== What the task asks ==
Using the records that appear below, write out exactly the lines from the one with "Target: distant building" through the one with "of the snowy", keeping both end lines.

== Data to examine ==
########################################

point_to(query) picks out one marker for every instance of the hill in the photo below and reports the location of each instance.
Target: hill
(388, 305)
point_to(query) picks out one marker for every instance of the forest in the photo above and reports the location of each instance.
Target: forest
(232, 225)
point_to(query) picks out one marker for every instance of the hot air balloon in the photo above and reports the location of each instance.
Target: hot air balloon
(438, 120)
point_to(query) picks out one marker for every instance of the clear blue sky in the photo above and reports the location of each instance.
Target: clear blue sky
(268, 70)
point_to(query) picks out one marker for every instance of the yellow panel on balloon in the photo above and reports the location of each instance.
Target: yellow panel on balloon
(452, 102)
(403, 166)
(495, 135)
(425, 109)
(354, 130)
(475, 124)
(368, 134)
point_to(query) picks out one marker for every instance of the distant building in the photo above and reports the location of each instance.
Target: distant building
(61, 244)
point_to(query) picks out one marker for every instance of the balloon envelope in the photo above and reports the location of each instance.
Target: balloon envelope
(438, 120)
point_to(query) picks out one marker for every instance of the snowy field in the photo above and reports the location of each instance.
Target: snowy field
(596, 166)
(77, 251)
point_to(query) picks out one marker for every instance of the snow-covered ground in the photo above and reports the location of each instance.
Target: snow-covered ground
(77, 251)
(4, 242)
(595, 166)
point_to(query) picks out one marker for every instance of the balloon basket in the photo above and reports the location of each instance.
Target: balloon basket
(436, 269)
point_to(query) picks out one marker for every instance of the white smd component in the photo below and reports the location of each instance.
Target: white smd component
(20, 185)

########################################

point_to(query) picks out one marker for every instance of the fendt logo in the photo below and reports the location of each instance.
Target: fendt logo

########################################

== Output for this exercise ==
Target: distant building
(61, 244)
point_to(query) picks out one marker for every instance of the balloon envelope in the photo above and reports the location of each instance.
Target: balloon envelope
(438, 120)
point_to(query) picks out one marker for every instance of the snowy field in the photo above and reports the location of each instance.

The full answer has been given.